§ **Directive**: Please copy the rows word for word, starting at the line containing "foliage, it would be much appreciated." and ending with the line containing "185), (527, 196)]", both of those lines included.

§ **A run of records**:
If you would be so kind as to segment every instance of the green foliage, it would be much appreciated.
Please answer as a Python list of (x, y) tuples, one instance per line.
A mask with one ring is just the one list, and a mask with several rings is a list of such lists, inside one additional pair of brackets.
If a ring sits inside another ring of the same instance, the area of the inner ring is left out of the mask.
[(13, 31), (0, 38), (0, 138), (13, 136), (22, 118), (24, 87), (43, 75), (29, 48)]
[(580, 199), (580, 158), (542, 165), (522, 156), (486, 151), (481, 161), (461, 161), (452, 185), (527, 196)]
--
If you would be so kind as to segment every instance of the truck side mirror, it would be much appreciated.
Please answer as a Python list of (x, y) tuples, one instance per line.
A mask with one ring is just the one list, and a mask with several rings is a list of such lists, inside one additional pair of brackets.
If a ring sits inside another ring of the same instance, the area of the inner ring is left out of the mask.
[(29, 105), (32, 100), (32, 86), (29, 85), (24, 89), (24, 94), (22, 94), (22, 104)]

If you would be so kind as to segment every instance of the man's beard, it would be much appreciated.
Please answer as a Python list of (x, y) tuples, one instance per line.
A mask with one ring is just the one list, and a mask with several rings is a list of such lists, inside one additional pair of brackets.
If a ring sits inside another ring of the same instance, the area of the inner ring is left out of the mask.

§ **Correct response**:
If you would be so kind as to segment every instance of the green foliage, it would be much appreciated.
Please answer as a Python list of (x, y) tuples, one instance per line.
A mask with one ring is just the one list, and a mask with several rings is a list of such lists, inside one additional pair of brackets.
If a ring sits inside another ring of the same instance, the area of the inner ring is left out of the mask.
[(13, 31), (0, 38), (0, 138), (13, 136), (22, 118), (24, 87), (43, 75), (29, 48)]
[(580, 199), (580, 158), (542, 165), (522, 156), (486, 151), (481, 161), (461, 161), (452, 185), (527, 196)]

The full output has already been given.